**Assigned task**
The lines of the records that include "plumage" should all be copied.

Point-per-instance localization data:
---

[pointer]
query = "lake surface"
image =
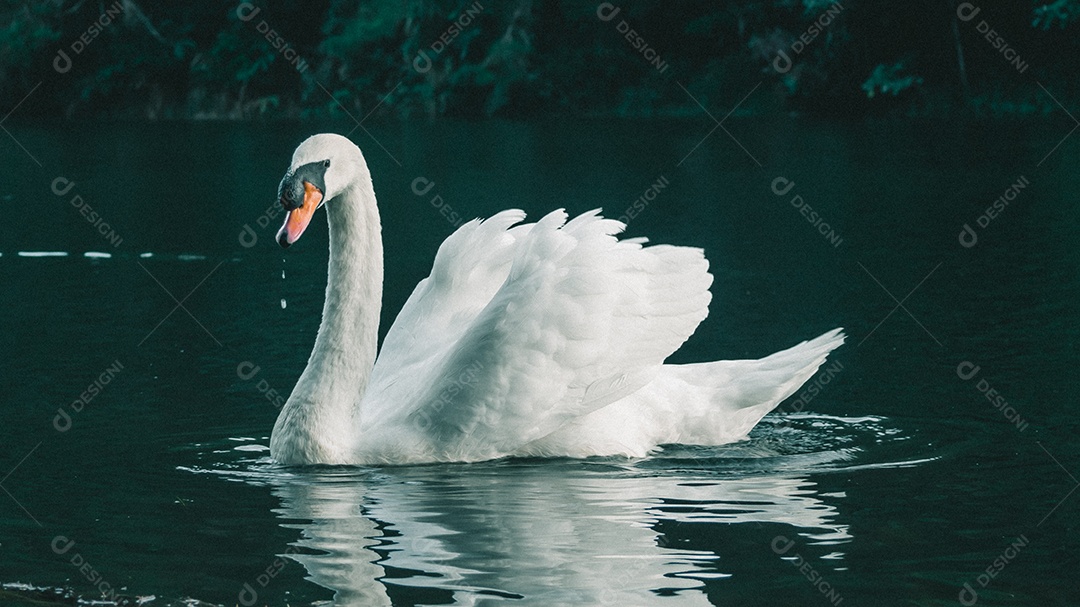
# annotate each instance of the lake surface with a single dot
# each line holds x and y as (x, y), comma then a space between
(940, 449)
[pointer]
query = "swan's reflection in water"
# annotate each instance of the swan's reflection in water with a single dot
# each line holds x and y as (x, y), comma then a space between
(537, 533)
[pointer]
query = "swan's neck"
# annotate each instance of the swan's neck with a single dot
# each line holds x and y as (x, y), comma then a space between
(318, 423)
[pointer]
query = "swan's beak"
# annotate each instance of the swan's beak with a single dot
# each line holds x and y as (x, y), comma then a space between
(300, 216)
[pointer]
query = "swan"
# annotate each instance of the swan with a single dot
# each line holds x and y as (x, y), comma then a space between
(542, 339)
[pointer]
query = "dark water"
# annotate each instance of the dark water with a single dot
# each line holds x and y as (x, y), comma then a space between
(898, 482)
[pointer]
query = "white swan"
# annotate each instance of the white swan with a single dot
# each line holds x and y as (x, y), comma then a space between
(527, 339)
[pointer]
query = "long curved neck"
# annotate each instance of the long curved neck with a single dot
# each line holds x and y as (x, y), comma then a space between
(348, 336)
(316, 423)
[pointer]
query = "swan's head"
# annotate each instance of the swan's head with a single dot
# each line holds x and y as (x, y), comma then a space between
(323, 167)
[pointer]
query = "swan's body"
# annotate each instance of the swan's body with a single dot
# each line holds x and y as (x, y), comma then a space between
(527, 339)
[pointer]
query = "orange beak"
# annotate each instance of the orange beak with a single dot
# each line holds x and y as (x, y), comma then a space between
(299, 217)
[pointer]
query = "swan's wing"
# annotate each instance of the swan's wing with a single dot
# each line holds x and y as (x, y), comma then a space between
(520, 331)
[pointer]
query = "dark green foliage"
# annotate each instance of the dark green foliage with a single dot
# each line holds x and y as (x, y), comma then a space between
(523, 57)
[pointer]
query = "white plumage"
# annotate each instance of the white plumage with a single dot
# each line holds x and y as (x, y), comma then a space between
(527, 339)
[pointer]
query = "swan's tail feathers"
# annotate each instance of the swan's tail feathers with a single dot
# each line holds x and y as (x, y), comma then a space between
(741, 392)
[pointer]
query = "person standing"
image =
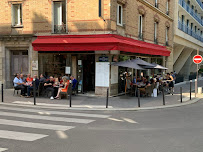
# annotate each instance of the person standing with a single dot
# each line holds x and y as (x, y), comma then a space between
(170, 83)
(49, 86)
(29, 88)
(74, 82)
(19, 85)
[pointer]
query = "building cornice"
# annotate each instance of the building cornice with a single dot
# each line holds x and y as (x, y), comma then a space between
(155, 9)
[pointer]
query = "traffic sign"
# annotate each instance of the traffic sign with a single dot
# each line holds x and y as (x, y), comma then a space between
(197, 59)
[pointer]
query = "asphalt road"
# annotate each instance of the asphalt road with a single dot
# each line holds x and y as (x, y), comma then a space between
(177, 129)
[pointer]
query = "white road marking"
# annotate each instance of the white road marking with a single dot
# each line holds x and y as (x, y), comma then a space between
(60, 105)
(114, 119)
(51, 118)
(56, 112)
(20, 135)
(34, 125)
(61, 134)
(129, 120)
(3, 149)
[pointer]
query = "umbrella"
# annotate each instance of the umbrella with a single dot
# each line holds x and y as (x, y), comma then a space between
(156, 66)
(141, 62)
(128, 64)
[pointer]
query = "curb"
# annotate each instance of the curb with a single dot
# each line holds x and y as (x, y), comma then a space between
(105, 109)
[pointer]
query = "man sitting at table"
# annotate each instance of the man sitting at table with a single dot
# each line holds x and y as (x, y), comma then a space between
(31, 86)
(19, 84)
(49, 86)
(42, 78)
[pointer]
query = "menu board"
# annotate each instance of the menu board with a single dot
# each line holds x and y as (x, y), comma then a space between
(114, 74)
(102, 74)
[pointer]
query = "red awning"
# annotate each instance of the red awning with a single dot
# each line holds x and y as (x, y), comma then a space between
(97, 43)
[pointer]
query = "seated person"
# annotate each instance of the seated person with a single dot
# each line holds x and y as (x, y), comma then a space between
(31, 86)
(74, 82)
(19, 84)
(49, 86)
(64, 89)
(42, 78)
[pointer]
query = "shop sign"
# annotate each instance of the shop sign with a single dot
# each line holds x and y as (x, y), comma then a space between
(103, 59)
(34, 65)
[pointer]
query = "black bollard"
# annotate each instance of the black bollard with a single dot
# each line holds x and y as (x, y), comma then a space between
(181, 96)
(107, 98)
(138, 97)
(190, 89)
(70, 97)
(163, 97)
(2, 92)
(34, 92)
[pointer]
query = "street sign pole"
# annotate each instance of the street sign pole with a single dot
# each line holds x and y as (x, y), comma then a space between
(197, 59)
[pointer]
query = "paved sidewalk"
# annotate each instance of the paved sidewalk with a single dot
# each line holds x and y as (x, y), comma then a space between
(120, 102)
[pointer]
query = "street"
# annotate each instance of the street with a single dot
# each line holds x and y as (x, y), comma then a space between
(24, 129)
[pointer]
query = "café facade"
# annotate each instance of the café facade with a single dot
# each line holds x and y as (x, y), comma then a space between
(88, 58)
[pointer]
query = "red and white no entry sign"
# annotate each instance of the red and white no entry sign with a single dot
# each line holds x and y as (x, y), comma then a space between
(197, 59)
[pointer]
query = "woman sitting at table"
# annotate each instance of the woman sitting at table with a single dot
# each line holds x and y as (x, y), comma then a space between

---

**Your solution**
query = "white plumage"
# annotate each instance of the white plumage with a single dot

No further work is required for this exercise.